━━━ RECORDS FOR THIS EXERCISE
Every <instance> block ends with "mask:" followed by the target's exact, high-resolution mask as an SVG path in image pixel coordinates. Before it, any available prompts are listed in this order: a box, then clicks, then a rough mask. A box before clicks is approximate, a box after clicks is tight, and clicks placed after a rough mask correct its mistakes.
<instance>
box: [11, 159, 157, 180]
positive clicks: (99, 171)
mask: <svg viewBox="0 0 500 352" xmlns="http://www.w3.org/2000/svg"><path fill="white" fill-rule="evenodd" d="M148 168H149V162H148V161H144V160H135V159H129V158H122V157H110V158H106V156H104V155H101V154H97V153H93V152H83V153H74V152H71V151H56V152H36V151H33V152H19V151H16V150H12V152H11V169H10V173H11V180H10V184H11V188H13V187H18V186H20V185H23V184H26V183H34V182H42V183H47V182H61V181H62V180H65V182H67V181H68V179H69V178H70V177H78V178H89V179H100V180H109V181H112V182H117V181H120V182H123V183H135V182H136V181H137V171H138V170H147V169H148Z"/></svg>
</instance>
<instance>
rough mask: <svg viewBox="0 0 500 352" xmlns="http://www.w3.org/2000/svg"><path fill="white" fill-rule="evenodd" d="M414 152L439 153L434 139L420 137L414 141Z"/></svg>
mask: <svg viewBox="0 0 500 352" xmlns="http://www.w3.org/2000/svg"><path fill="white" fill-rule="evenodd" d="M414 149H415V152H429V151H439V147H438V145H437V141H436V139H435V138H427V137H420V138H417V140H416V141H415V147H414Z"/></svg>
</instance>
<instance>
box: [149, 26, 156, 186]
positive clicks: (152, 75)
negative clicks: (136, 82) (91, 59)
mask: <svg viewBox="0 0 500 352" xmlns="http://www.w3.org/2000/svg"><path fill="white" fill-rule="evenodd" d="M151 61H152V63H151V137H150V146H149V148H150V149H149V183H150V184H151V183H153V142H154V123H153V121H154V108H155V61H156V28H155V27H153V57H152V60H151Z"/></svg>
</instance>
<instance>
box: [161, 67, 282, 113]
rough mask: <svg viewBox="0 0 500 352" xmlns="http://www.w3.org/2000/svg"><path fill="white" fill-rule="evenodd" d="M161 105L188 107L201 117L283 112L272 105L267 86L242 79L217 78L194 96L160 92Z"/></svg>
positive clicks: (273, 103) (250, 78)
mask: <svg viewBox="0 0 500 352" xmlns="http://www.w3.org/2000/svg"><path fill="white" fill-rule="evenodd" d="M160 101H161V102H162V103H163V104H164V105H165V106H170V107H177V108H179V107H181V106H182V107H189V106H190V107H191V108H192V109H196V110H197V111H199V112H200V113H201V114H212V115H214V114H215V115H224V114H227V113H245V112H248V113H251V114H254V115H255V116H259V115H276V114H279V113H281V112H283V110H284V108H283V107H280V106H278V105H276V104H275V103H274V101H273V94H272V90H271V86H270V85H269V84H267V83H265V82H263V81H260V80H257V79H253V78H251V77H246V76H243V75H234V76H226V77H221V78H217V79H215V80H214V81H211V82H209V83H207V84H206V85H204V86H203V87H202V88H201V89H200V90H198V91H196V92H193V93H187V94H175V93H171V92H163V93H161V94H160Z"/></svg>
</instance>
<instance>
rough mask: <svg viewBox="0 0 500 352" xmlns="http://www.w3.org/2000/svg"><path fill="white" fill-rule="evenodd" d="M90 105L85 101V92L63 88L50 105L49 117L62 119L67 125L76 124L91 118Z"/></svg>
━━━━━━
● TASK DESCRIPTION: Reproduce verbatim the stretch of material from its very beginning through the line containing "positive clicks: (99, 171)".

● PROBLEM SOLUTION:
Every <instance> block ends with "mask:" followed by the target's exact, high-resolution mask as an SVG path in image pixel coordinates. Before it, any available prompts are listed in this order: a box, then clicks, then a rough mask. A box before clicks is approximate, a box after clicks is tight, and clicks placed after a rough mask correct its mistakes.
<instance>
box: [11, 159, 157, 180]
positive clicks: (99, 171)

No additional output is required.